__JOB__
Transcribe all of the material below line for line without altering any wording, and omit the pictures from your output.

Stored dataset items
---------------

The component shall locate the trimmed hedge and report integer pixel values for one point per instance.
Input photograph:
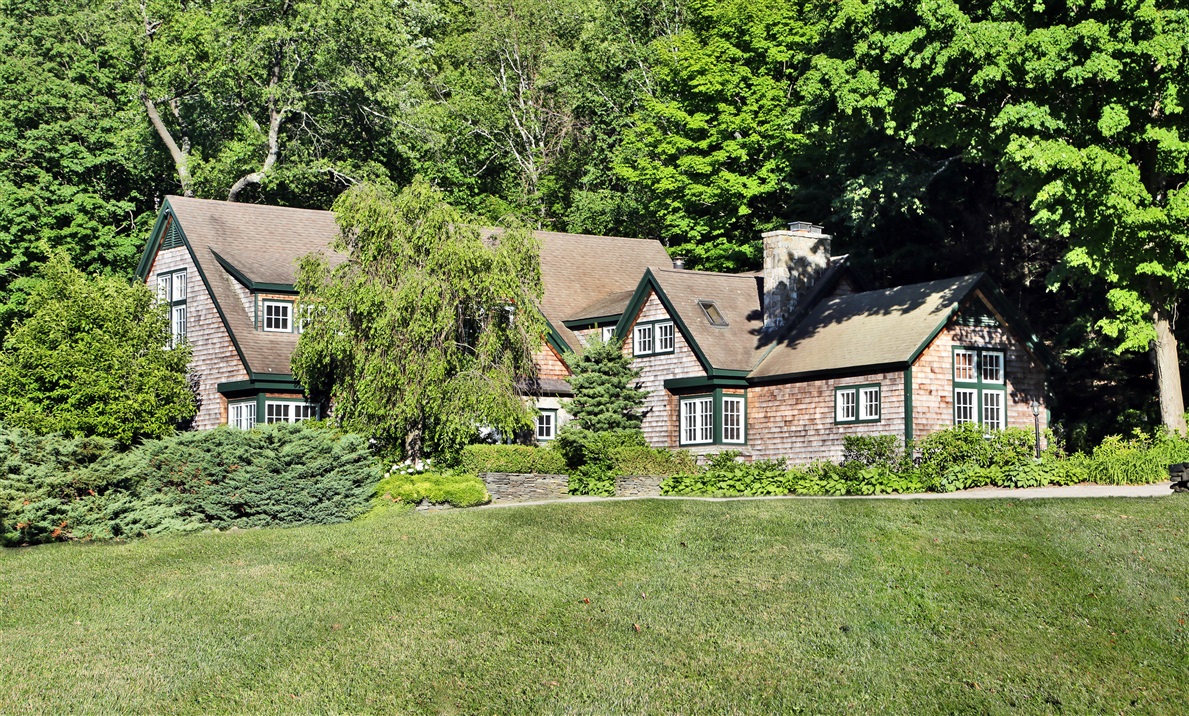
(510, 458)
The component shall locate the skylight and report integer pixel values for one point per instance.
(712, 314)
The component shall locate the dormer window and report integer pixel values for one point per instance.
(712, 314)
(278, 316)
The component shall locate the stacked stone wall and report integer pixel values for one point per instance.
(515, 487)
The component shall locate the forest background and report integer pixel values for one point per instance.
(1044, 145)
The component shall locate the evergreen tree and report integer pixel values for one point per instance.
(604, 395)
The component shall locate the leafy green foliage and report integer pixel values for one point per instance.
(278, 475)
(604, 395)
(716, 144)
(511, 458)
(93, 359)
(421, 334)
(439, 488)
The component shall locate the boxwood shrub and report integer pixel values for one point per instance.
(511, 458)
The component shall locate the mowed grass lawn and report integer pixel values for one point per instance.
(931, 607)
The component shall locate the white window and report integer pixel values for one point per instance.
(277, 413)
(288, 412)
(177, 324)
(869, 403)
(665, 338)
(964, 366)
(546, 425)
(276, 315)
(734, 420)
(241, 415)
(993, 409)
(964, 406)
(992, 366)
(642, 345)
(844, 406)
(697, 421)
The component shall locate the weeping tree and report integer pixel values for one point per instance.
(421, 332)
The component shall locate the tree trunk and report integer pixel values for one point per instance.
(1168, 372)
(181, 158)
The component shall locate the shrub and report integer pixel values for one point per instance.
(270, 476)
(439, 488)
(510, 458)
(873, 450)
(635, 459)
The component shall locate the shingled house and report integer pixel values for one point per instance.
(779, 363)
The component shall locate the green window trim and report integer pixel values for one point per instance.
(857, 391)
(979, 387)
(655, 338)
(552, 413)
(716, 397)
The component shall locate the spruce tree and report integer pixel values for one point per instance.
(605, 394)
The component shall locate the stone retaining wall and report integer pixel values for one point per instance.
(516, 487)
(637, 485)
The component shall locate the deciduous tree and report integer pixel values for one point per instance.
(93, 358)
(420, 335)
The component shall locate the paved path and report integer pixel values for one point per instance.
(1157, 490)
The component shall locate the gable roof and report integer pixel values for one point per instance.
(579, 270)
(259, 246)
(870, 330)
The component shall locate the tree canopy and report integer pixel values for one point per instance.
(94, 358)
(421, 335)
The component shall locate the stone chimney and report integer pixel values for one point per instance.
(793, 259)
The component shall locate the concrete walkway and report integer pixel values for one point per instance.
(1157, 490)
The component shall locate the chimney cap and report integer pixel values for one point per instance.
(805, 227)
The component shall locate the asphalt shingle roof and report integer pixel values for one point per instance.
(866, 330)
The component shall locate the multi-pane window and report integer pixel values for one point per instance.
(642, 343)
(733, 420)
(241, 414)
(277, 315)
(665, 338)
(856, 403)
(869, 403)
(993, 409)
(288, 412)
(698, 420)
(844, 406)
(546, 425)
(653, 338)
(171, 290)
(979, 395)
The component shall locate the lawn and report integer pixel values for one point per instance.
(931, 607)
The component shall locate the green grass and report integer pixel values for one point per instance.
(931, 607)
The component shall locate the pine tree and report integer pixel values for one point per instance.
(605, 397)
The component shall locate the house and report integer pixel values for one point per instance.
(780, 363)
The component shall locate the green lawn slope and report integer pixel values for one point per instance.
(821, 607)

---------------

__FULL SOLUTION__
The component shall locate the trimmed hedge and report integer pixel values for one point per instance.
Input photograph:
(510, 458)
The component shall locate the skylight and report integer pixel values for one point per instance.
(712, 314)
The component shall locate the dormer window and report integer pixel values for one point per instance.
(712, 314)
(278, 316)
The component shall locate the stacked stone wall and report integer pixel values for one point per instance.
(515, 487)
The component shall locate the forest background and report integer pixel values for one point per instance.
(1044, 145)
The component shall locate the evergreen tree and report integer pixel values for one point per instance.
(604, 395)
The component shall locate the leafy green foliage and report integer pixel values for one point per instance.
(278, 475)
(604, 395)
(716, 144)
(511, 458)
(93, 359)
(421, 334)
(439, 488)
The component shall locate the boxwood shrub and report integer pixel values for one point per instance.
(511, 458)
The component shall locate the mowed grass lawn and report integer pixel values for one point per instance.
(931, 607)
The component shall locate the white window and report integer pixel values for one point per instance.
(277, 413)
(288, 412)
(177, 324)
(869, 403)
(665, 338)
(964, 366)
(546, 425)
(276, 315)
(734, 420)
(241, 415)
(993, 409)
(964, 406)
(992, 366)
(642, 345)
(844, 406)
(697, 421)
The component shall locate the weeping tree and report integer pixel values for one point per instance.
(421, 332)
The component shall locate the tree trunk and report integer pixel values for one point per instance.
(1168, 372)
(181, 158)
The component shall locate the shrub and report integer pixel values for one point per instance.
(270, 476)
(439, 488)
(510, 458)
(873, 450)
(635, 459)
The component shall locate the shingled house and report integer pixel values for one point per instance.
(779, 363)
The component shall locate the green window trim and report integer pixel values for one point per instance.
(857, 391)
(979, 387)
(655, 338)
(552, 413)
(716, 397)
The component shall locate the spruce tree and report integer pixel values for one point per instance.
(605, 394)
The component shall locate the stone retaining wall and report integer pixel values for one point per instance.
(516, 487)
(637, 485)
The component shall locate the deciduous tree and report integer pixel values for one point per instance.
(93, 358)
(420, 335)
The component shall locate the paved path and report integer pixel values for one point per instance.
(1157, 490)
The component shall locate the gable roof and report integer pixel values for one point per instance.
(579, 270)
(259, 246)
(870, 330)
The component shall locate the tree canopy and report integer pixel values for one point per instance.
(94, 358)
(421, 335)
The component shall locate the stone chimney and report integer pixel values for one point per instance.
(793, 259)
The component shall locate the concrete walkway and report integer pixel values for one point per instance.
(1157, 490)
The component shall locate the chimney cap and report integer pixel values for one point per instance.
(805, 227)
The component shall locate the asphalt shingle roof and report integer pixel values for one point per instance.
(866, 330)
The component shall locate the multi-pane window and report integer pixel values for one point per instance.
(642, 343)
(733, 420)
(241, 414)
(277, 315)
(665, 338)
(856, 403)
(869, 403)
(993, 409)
(288, 412)
(698, 420)
(844, 406)
(546, 425)
(653, 338)
(171, 290)
(979, 395)
The component shall locate the lawn and report integer pixel values for one point per instance.
(931, 607)
The component shall locate the green grass and report integer pixel values for one point per instance.
(931, 607)
The component shall locate the pine tree and report integer pixel values for one point per instance.
(605, 397)
The component shall locate the house and report integer pixel values for one point per instance.
(780, 363)
The component shall locate the green lawn slope and report integer pixel values for one point per instance.
(821, 607)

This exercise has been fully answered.